What to do: Copy the records below word for word, from the line containing "Note to the class: point to the white cloud" through the end of the records, with both ends included.

Records for labeling locations:
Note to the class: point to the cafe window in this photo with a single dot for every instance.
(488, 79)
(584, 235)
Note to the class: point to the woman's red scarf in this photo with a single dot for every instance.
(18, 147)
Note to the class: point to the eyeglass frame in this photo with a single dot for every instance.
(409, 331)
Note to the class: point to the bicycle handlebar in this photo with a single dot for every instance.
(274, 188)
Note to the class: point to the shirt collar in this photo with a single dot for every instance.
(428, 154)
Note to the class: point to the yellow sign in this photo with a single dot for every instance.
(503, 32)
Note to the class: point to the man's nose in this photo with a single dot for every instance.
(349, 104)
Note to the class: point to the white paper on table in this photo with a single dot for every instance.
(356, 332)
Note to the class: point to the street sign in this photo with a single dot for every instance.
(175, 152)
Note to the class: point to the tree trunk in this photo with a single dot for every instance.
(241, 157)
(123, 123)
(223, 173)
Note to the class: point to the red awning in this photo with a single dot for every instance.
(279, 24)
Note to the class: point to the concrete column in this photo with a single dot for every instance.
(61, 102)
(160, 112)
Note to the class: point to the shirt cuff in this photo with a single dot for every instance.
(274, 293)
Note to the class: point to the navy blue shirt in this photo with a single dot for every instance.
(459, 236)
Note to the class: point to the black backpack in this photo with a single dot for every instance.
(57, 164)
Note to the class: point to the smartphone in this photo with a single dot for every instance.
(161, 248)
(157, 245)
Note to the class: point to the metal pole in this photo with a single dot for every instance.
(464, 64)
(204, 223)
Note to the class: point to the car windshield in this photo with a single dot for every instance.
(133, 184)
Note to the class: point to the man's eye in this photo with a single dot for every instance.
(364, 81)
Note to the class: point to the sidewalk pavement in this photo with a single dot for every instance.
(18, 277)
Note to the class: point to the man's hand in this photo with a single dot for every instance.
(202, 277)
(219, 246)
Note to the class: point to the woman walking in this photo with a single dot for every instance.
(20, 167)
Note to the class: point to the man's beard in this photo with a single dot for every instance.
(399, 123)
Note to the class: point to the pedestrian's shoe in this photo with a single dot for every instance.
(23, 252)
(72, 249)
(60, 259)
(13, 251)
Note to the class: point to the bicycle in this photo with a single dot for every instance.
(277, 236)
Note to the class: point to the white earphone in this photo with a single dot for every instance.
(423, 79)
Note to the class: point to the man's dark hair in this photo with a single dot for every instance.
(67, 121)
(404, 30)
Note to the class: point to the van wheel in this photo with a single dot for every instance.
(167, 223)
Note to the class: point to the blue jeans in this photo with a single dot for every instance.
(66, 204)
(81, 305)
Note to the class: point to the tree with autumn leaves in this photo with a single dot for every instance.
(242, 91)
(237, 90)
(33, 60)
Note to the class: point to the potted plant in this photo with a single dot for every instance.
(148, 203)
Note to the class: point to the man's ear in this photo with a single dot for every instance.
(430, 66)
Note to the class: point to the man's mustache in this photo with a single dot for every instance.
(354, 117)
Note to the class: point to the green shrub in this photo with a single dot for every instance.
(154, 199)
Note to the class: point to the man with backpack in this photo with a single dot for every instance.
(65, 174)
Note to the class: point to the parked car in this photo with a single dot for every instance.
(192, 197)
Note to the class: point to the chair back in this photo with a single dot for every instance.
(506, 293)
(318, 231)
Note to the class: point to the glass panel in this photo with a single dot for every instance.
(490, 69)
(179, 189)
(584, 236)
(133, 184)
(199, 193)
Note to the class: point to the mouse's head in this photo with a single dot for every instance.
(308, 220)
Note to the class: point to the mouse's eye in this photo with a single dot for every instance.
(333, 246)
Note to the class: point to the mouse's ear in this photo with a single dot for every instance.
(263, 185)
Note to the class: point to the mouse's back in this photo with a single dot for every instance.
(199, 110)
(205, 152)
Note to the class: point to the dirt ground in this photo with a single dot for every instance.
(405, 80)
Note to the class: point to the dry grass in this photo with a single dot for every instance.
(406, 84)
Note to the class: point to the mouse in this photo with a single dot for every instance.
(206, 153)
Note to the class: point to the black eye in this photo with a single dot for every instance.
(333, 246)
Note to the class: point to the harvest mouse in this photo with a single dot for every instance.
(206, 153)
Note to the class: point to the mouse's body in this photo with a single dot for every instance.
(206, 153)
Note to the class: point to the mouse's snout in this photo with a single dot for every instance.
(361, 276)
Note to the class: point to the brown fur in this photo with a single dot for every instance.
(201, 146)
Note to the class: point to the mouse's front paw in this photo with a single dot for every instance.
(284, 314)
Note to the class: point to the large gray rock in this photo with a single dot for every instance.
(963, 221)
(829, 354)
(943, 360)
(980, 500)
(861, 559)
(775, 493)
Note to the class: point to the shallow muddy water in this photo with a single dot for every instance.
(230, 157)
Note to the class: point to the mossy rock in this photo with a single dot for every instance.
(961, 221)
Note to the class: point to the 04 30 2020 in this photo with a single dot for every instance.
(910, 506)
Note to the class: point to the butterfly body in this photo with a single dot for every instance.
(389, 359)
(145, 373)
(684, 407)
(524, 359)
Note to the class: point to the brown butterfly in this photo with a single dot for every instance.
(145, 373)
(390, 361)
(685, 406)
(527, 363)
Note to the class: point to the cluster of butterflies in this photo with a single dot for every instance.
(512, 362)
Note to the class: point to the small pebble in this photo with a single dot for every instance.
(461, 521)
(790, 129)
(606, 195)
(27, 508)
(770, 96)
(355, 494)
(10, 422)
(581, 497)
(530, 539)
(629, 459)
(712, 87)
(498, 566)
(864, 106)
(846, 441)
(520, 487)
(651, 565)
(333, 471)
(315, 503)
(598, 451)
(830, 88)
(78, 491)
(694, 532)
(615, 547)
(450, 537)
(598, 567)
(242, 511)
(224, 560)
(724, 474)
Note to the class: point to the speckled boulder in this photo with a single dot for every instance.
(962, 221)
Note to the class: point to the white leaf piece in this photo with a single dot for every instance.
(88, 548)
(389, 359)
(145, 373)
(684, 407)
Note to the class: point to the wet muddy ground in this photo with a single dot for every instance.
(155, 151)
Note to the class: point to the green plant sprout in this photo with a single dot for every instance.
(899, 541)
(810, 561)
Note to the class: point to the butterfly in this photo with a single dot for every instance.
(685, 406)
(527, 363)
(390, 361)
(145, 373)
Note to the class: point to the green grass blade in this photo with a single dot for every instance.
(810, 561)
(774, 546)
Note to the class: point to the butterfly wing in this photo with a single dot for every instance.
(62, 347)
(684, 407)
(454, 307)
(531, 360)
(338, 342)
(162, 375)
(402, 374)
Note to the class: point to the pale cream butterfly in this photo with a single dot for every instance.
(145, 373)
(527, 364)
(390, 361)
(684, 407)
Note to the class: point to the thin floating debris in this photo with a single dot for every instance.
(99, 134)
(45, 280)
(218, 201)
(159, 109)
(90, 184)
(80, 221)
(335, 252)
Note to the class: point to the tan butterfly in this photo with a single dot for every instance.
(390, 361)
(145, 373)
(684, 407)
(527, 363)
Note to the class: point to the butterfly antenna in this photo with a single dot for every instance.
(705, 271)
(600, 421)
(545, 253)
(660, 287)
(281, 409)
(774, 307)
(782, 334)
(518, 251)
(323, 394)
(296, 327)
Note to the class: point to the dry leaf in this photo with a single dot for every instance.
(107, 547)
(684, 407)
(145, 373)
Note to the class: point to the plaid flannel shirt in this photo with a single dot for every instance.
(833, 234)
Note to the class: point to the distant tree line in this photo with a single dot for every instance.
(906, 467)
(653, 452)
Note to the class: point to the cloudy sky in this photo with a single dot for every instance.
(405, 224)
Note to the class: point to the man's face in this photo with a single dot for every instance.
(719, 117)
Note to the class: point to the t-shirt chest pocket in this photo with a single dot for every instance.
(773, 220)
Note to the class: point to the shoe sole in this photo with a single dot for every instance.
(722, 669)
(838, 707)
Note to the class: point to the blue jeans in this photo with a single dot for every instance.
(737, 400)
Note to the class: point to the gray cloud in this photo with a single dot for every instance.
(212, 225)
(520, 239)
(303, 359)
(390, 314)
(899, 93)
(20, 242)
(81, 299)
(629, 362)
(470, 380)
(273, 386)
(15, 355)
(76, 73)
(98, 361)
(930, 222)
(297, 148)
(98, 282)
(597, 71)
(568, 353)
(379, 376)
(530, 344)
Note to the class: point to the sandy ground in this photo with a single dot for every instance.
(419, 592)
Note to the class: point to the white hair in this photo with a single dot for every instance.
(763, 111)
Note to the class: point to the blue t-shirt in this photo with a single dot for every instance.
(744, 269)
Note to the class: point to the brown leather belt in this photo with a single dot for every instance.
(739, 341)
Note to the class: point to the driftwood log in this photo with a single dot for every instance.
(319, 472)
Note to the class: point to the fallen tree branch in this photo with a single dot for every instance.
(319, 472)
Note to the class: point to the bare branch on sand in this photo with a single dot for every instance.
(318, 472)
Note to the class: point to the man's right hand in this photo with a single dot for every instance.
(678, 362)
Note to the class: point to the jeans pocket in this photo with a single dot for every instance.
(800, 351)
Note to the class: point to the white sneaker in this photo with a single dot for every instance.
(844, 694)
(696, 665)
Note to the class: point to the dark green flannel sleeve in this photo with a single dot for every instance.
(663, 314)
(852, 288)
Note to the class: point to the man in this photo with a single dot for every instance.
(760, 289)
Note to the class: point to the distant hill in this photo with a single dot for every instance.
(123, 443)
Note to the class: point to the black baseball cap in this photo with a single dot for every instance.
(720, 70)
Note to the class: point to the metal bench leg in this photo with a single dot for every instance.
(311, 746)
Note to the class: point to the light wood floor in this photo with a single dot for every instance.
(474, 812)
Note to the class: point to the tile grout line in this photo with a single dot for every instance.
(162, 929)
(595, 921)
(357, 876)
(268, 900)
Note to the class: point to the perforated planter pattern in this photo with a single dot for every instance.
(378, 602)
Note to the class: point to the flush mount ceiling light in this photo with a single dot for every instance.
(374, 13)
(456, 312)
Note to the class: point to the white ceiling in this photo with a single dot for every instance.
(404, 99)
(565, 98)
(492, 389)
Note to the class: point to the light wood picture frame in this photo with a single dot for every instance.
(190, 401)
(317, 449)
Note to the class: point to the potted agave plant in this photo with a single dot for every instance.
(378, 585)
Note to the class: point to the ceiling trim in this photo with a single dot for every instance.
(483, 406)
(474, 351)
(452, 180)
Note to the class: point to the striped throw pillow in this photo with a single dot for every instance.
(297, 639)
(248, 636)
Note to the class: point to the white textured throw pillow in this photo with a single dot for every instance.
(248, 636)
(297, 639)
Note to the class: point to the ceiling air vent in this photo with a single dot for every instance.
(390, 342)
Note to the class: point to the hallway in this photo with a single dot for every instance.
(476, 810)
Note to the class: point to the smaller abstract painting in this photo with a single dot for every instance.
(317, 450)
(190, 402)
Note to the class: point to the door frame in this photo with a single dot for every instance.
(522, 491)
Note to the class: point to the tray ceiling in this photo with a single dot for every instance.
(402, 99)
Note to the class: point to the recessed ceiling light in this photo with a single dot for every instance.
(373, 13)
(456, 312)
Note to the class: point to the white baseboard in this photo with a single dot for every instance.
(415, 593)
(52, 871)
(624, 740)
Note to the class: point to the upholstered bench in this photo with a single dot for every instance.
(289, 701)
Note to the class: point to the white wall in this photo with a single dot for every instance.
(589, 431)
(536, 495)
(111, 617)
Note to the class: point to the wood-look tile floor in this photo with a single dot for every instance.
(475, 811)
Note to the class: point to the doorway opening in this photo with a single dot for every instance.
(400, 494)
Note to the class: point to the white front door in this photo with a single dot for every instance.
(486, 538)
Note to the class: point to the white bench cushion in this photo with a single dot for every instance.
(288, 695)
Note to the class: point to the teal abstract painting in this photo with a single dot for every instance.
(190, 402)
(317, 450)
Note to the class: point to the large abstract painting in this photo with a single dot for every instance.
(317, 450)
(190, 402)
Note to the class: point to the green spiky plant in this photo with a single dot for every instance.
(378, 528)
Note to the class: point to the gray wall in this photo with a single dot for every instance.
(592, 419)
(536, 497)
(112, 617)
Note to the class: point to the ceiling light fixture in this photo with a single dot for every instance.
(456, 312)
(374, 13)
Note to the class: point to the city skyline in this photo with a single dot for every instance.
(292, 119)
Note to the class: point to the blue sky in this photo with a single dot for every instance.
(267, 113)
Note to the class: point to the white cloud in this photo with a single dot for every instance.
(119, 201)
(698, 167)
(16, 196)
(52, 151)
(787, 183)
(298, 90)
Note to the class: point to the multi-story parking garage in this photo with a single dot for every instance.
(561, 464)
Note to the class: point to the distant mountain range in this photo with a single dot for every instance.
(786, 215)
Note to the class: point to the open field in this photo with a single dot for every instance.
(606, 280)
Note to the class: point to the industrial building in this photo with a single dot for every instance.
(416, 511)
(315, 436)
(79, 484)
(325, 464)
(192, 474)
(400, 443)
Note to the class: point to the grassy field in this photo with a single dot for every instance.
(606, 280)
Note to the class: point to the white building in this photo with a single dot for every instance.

Exercise result:
Note to the class: point to the white cloud in this photo with a single dot for every instance.
(119, 201)
(698, 167)
(16, 196)
(52, 151)
(787, 183)
(298, 90)
Note to the class: point to the multi-story parking garage in this photo with a single dot for every instance.
(561, 464)
Note to the class: point to the distant mountain range in this photo with a single dot for every instance.
(786, 215)
Note to the class: point to the open field in this photo with a single dot for every instance.
(606, 280)
Note to the class: point to the industrial building in this photo with a single dot for every instance.
(416, 511)
(315, 436)
(79, 484)
(325, 464)
(192, 474)
(400, 443)
Note to the class: point to the grassy field in this photo with a single dot for every instance.
(606, 280)
Note to the class: point to the white building in this photo with a single dot for every instance.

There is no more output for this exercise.